In recent years, development in fermentation technology and microbial biotechnology has allowed efficient use of microorganisms for the production of important commodities like cheese, bread, beer, tea, coffee, chocolate, antibiotics, and various other primary and secondary metabolites. These products are a result of the ability of the microorganisms to ferment specific metabolites into the desired product.
To obtain the desired product, and promote the growth of microorganisms, a controlled environment must be used, providing conducive conditions under which optimal growth can be obtained. This includes a controlled pH, optimum temperature, air inflow, culture medium flow rates, agitation speed, etc. Such production is done in a large vessel or tank, called a bioreactor, which allows mass quantities of a product to be obtained, by growing microorganisms in large volumes. Microorganisms allowed to grow in the bioreactor under favourable conditions will produce the desired product, which can be purified. In essence, each of the millions of cells per unit area used in a bioreactor is a micro-bioreactor in its own right.

> [LISTED RECORDS]
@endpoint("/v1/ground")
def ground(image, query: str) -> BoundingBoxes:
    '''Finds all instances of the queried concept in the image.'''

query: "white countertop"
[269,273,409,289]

> [EXERCISE DIRECTIONS] Please copy out the passage on bioreactors in full, word for word. The entries above stand apart from the passage on bioreactors.

> [TASK ANSWER]
In recent years, development in fermentation technology and microbial biotechnology has allowed efficient use of microorganisms for the production of important commodities like cheese, bread, beer, tea, coffee, chocolate, antibiotics, and various other primary and secondary metabolites. These products are a result of the ability of the microorganisms to ferment specific metabolites into the desired product.
To obtain the desired product, and promote the growth of microorganisms, a controlled environment must be used, providing conducive conditions under which optimal growth can be obtained. This includes a controlled pH, optimum temperature, air inflow, culture medium flow rates, agitation speed, etc. Such production is done in a large vessel or tank, called a bioreactor, which allows mass quantities of a product to be obtained, by growing microorganisms in large volumes. Microorganisms allowed to grow in the bioreactor under favourable conditions will produce the desired product, which can be purified. In essence, each of the millions of cells per unit area used in a bioreactor is a micro-bioreactor in its own right.